# TASK OBJECTIVE:
Every line with the string "blue" in it belongs in your answer, so copy them all from the data.

** Opening EXTRACTED DATA block **

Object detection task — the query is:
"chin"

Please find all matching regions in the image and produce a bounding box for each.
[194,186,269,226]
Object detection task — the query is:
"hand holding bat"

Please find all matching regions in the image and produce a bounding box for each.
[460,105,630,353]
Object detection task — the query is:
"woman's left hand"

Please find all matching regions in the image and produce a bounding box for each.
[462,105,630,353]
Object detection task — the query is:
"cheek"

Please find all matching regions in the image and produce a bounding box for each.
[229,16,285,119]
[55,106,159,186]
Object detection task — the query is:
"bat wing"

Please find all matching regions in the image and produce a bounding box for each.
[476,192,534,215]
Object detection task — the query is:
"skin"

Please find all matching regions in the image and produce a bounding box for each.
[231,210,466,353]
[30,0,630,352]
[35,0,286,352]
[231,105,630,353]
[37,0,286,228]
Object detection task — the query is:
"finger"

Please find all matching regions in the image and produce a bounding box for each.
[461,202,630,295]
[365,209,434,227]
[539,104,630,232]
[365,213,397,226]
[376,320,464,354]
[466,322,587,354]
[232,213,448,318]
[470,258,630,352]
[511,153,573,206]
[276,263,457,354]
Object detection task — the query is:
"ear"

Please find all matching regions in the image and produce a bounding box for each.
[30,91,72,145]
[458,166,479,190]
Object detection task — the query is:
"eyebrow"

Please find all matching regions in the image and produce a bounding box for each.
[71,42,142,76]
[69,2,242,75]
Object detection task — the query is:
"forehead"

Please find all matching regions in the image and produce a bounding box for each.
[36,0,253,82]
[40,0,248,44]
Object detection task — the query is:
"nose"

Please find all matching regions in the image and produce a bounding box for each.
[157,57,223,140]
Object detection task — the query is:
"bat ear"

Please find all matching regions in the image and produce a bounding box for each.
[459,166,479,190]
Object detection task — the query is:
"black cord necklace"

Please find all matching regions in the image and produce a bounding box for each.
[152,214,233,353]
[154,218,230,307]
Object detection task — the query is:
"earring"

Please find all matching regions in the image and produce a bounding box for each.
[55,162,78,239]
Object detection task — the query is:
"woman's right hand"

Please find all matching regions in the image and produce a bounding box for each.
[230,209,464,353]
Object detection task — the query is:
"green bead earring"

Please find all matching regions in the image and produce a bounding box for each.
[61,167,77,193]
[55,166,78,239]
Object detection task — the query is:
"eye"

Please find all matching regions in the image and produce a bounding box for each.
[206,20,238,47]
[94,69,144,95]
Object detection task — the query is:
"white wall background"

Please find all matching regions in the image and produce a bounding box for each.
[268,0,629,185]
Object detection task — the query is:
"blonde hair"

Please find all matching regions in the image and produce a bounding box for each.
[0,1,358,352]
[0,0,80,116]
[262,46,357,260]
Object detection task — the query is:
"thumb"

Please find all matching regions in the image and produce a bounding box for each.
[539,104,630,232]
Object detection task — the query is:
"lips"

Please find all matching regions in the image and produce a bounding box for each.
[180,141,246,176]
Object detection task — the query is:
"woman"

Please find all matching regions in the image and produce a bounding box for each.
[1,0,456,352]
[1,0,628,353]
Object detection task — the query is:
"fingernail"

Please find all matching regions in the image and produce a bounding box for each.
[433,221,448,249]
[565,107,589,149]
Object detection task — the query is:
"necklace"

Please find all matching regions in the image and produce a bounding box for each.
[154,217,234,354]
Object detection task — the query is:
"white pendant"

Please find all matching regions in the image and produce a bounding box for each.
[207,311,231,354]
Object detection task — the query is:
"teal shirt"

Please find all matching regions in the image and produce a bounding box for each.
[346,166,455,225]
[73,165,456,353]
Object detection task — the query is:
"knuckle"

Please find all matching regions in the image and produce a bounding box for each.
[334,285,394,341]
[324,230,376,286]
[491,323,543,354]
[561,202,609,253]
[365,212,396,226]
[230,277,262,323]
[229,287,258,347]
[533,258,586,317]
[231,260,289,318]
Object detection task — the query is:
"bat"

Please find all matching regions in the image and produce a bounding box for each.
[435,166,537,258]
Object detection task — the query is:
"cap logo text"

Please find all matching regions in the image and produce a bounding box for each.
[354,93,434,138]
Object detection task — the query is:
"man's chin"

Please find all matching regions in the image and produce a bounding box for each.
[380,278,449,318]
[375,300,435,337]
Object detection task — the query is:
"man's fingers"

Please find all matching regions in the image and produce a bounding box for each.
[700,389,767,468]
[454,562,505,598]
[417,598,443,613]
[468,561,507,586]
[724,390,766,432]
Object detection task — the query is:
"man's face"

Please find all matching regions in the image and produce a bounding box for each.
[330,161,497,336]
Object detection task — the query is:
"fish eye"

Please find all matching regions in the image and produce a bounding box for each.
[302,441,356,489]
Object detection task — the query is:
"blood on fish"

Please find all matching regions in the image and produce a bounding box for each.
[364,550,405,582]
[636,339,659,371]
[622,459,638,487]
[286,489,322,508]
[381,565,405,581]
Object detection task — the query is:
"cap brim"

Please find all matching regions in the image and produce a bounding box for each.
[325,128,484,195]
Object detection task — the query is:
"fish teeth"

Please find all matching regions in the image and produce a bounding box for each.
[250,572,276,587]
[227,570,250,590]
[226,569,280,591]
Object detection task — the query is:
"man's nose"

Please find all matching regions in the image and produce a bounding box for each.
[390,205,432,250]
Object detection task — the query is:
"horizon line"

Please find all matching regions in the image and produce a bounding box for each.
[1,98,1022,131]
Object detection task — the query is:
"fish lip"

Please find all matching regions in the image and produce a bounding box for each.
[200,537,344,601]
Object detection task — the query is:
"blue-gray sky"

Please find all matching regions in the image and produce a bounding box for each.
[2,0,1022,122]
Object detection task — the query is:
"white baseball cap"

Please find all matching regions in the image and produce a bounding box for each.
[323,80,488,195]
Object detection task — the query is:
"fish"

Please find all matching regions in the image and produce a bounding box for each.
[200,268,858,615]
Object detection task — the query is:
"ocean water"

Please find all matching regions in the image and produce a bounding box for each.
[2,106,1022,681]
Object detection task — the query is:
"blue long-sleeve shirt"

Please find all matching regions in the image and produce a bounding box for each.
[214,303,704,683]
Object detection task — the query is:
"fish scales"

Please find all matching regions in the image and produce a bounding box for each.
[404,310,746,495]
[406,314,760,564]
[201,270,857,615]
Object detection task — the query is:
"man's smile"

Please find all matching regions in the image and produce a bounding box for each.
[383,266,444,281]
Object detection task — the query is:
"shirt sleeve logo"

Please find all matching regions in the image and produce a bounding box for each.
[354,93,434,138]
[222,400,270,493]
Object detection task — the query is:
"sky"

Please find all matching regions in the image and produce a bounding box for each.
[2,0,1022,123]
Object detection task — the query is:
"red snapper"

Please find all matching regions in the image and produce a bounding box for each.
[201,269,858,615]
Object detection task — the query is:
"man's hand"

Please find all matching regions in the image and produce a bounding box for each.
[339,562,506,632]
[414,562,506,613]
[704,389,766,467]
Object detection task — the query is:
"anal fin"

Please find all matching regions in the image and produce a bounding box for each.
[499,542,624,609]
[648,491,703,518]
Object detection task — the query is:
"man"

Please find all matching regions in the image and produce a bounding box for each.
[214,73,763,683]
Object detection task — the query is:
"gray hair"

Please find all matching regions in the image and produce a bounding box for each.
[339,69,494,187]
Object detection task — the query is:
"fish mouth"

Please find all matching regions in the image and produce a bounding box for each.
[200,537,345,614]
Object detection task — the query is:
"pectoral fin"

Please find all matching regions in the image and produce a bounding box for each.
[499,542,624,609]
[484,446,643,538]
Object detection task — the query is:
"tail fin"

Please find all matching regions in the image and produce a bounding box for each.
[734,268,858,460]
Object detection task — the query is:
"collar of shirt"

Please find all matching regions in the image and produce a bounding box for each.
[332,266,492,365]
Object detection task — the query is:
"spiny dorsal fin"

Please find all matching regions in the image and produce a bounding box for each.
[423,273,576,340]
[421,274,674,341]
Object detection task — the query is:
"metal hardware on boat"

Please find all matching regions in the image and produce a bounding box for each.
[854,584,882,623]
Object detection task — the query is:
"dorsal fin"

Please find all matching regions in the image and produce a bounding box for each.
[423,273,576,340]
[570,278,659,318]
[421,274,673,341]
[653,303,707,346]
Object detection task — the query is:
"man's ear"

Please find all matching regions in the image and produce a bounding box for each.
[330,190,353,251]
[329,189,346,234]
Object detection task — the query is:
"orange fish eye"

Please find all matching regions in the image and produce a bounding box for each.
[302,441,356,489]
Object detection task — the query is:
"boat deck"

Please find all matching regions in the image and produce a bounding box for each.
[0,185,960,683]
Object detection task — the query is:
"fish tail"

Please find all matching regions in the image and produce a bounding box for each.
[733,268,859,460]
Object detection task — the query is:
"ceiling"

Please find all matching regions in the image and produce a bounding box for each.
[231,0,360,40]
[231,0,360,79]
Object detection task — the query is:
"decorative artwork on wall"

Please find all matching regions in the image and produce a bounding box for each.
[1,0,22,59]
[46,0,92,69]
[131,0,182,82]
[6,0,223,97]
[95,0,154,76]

** Closing EXTRACTED DATA block **

# RESPONSE BELOW:
"blue-gray sky"
"blue long-sleeve shirt"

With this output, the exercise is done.